DESCRIPTION OF THE TASK –
Transcribe exactly the line in which "Target: white seat cushion" occurs, plus every line that comes after it up to the end of the entries.

DATA FOR ANALYSIS –
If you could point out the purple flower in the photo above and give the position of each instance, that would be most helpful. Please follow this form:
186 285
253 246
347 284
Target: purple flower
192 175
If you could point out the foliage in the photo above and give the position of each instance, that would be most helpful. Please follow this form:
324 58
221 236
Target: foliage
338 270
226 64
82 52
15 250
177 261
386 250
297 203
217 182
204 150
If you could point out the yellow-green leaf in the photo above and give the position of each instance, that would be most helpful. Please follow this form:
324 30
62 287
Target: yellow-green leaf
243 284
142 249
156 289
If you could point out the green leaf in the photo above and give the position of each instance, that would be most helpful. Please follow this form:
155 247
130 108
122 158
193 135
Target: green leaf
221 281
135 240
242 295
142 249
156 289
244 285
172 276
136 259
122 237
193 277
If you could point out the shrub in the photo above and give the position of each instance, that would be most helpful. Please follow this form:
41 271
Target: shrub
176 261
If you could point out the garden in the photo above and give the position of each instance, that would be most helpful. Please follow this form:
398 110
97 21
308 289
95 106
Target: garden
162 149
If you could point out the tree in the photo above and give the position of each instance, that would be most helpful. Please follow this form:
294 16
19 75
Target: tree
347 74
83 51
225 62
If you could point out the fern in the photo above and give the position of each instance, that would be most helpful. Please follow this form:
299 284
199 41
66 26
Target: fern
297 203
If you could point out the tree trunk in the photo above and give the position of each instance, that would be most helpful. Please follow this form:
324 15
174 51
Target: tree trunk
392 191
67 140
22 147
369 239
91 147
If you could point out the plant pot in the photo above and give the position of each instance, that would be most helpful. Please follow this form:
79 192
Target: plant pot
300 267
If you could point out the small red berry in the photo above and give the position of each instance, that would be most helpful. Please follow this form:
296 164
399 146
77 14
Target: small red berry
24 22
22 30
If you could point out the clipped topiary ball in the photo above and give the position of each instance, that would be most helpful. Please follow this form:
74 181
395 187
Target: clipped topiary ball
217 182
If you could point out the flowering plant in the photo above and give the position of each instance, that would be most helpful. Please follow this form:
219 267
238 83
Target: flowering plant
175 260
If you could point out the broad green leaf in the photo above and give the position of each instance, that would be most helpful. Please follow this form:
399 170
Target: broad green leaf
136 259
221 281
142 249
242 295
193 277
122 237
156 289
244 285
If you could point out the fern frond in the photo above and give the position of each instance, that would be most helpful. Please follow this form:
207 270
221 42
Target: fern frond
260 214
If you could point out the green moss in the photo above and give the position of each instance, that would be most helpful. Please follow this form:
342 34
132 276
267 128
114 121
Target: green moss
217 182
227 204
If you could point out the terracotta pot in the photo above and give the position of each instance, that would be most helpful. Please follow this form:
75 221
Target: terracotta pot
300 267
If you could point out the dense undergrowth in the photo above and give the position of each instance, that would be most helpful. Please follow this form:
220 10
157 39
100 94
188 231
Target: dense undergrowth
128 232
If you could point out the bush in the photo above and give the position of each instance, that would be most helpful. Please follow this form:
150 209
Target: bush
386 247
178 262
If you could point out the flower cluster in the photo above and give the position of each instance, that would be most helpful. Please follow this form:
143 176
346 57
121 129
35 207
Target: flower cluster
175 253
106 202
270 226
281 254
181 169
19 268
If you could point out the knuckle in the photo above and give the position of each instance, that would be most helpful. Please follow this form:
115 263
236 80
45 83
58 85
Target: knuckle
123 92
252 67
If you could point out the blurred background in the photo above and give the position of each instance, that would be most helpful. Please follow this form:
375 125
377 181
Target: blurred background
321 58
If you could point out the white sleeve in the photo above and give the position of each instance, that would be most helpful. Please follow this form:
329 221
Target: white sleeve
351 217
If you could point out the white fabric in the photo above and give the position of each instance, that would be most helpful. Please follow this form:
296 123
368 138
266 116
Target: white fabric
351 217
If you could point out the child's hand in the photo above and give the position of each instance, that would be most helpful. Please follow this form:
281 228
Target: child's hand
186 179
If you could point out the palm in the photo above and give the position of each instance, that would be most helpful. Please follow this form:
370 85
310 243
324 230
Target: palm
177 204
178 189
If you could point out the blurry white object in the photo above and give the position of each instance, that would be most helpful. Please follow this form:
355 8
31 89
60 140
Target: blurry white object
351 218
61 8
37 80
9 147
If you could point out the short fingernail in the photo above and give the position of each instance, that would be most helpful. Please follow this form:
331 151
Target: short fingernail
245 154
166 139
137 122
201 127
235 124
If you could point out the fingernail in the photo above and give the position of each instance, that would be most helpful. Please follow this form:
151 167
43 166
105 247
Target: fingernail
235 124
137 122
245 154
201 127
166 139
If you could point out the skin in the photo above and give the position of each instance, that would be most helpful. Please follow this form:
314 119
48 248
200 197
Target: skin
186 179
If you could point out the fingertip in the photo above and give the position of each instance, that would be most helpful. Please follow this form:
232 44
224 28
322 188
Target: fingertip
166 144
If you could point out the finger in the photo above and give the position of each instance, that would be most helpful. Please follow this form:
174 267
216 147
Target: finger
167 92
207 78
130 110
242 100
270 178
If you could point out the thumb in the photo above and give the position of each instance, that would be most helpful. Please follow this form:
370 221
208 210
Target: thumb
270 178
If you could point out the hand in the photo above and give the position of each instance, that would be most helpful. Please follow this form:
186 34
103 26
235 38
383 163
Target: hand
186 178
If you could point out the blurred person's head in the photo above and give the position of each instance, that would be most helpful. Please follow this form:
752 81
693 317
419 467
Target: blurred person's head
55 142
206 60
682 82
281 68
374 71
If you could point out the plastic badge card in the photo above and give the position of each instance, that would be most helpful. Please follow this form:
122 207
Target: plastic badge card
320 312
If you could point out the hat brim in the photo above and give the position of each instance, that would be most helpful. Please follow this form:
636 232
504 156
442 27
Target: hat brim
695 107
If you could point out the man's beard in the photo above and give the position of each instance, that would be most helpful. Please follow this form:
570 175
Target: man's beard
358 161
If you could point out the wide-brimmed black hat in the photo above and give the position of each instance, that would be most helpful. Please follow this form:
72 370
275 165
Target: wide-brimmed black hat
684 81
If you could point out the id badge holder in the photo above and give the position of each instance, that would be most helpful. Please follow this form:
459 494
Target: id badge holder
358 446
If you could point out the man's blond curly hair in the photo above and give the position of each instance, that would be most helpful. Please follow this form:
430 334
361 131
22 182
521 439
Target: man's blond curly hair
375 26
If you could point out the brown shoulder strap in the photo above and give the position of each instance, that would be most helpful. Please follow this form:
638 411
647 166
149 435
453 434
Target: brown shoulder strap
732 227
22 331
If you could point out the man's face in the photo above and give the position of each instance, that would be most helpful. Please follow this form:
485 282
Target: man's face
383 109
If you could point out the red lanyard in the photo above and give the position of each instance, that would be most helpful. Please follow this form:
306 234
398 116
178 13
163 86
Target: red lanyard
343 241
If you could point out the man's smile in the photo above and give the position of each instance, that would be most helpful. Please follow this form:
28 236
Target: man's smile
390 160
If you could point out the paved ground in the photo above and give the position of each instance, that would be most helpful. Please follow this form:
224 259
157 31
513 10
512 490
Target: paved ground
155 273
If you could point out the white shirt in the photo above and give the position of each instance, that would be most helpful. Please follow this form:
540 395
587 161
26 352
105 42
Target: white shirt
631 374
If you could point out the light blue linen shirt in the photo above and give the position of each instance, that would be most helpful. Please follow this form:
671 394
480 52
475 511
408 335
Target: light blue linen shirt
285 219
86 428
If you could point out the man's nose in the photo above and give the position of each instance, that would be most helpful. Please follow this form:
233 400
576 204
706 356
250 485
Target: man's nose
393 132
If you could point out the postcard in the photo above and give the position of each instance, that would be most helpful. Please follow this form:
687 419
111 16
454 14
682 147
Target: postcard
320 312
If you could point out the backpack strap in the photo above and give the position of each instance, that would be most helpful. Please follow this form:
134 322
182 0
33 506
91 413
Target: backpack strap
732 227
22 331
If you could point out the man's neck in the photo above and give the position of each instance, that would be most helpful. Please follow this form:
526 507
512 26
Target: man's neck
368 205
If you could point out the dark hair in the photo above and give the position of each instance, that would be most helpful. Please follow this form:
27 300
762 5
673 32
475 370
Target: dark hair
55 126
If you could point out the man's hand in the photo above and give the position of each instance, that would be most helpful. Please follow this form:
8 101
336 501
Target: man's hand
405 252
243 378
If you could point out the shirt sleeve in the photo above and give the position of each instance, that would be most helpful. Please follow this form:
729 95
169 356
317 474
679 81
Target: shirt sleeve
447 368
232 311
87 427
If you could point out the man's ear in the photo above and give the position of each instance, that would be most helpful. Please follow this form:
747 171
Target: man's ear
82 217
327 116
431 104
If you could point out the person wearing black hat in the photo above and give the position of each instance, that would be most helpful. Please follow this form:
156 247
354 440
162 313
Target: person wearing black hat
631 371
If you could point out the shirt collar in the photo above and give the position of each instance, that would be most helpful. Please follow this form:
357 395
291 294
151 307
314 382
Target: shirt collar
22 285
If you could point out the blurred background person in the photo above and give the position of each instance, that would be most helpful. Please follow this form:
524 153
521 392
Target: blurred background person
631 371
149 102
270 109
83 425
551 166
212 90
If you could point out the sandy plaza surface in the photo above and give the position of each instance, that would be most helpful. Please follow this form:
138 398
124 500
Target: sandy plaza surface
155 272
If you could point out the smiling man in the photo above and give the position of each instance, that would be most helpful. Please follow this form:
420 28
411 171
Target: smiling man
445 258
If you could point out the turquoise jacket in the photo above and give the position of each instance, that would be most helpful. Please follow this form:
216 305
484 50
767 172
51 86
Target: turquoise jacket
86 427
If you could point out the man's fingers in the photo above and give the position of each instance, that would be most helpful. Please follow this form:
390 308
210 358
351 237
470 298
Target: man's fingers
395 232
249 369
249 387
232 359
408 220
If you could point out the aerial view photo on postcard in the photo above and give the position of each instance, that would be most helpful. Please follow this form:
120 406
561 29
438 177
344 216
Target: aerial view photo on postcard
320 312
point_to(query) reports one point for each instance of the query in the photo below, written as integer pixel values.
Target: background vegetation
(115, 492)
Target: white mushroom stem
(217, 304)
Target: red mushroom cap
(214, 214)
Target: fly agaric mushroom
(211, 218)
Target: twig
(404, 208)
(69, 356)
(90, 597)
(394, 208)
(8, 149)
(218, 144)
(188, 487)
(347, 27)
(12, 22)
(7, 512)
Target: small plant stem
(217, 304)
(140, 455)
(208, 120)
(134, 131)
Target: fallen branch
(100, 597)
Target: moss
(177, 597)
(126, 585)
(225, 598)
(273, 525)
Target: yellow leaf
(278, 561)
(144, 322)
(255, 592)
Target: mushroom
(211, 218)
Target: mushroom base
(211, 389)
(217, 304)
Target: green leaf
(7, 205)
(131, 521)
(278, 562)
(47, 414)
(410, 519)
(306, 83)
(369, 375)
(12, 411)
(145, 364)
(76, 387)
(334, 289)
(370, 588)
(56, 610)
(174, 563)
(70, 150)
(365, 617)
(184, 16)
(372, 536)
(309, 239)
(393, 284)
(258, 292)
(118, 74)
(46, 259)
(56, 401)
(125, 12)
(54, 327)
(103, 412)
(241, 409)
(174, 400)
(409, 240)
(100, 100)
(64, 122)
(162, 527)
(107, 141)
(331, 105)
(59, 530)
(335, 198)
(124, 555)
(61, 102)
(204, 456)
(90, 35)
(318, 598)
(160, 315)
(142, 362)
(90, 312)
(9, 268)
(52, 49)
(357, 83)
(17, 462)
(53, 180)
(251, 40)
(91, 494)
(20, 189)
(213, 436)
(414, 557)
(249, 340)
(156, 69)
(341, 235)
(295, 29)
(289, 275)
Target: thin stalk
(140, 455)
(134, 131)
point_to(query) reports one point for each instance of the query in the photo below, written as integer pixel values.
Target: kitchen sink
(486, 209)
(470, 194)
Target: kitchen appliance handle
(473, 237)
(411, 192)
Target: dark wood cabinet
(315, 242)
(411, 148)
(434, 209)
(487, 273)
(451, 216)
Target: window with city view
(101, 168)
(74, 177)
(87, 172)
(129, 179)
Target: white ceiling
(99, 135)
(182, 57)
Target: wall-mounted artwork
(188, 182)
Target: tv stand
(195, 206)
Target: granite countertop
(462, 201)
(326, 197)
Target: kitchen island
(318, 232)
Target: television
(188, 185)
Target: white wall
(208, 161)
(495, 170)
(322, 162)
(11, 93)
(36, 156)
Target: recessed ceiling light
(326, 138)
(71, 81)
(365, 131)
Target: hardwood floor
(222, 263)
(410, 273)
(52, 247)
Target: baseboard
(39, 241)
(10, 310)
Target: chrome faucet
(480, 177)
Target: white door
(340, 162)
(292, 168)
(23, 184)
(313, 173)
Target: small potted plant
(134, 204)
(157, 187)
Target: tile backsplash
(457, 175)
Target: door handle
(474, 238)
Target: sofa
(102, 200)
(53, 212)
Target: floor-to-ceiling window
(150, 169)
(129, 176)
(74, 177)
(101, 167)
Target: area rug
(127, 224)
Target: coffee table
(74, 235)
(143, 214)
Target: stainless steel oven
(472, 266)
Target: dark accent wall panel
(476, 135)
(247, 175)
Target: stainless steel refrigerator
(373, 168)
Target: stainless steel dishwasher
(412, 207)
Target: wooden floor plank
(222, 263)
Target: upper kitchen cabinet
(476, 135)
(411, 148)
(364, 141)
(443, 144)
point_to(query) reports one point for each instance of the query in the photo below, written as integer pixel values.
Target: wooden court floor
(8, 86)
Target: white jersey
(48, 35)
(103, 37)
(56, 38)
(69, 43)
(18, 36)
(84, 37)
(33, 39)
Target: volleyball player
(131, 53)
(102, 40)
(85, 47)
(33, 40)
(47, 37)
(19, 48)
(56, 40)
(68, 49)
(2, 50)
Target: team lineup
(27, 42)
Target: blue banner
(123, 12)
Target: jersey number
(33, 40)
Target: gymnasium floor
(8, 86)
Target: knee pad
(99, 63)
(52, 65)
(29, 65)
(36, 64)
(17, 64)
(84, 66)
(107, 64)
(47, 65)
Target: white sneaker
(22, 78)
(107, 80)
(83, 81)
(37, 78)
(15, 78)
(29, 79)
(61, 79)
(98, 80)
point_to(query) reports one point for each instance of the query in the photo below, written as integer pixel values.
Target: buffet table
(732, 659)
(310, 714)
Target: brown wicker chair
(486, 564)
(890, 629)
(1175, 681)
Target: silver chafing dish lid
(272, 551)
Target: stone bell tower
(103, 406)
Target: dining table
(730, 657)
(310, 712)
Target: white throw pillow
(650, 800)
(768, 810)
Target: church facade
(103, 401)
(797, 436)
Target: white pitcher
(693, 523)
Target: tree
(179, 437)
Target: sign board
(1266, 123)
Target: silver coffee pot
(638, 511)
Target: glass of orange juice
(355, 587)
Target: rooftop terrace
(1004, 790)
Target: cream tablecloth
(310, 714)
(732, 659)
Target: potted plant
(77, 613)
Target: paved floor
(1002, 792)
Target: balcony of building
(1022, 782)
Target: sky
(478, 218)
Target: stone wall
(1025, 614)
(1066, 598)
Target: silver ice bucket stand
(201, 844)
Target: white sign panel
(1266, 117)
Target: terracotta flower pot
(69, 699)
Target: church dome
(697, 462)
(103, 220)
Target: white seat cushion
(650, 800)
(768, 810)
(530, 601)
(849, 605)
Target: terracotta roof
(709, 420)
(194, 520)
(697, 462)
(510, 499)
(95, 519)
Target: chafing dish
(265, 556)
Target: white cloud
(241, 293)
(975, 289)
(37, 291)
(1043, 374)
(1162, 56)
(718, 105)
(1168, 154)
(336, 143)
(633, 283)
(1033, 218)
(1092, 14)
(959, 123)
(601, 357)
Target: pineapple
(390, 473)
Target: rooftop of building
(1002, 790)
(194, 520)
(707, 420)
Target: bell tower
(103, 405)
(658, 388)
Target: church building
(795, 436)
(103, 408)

YOUR SOLUTION –
Target: white seat cushion
(650, 800)
(768, 810)
(530, 601)
(849, 605)
Target: terracotta roof
(709, 420)
(194, 520)
(697, 462)
(510, 499)
(95, 519)
Target: chafing dish
(265, 556)
Target: white cloud
(241, 293)
(975, 289)
(37, 291)
(1043, 374)
(1162, 56)
(718, 105)
(1168, 154)
(336, 143)
(633, 283)
(1033, 218)
(1092, 14)
(959, 123)
(601, 357)
Target: pineapple
(390, 473)
Target: rooftop of building
(1002, 790)
(194, 520)
(707, 420)
Target: bell tower
(103, 405)
(658, 388)
Target: church building
(795, 436)
(103, 408)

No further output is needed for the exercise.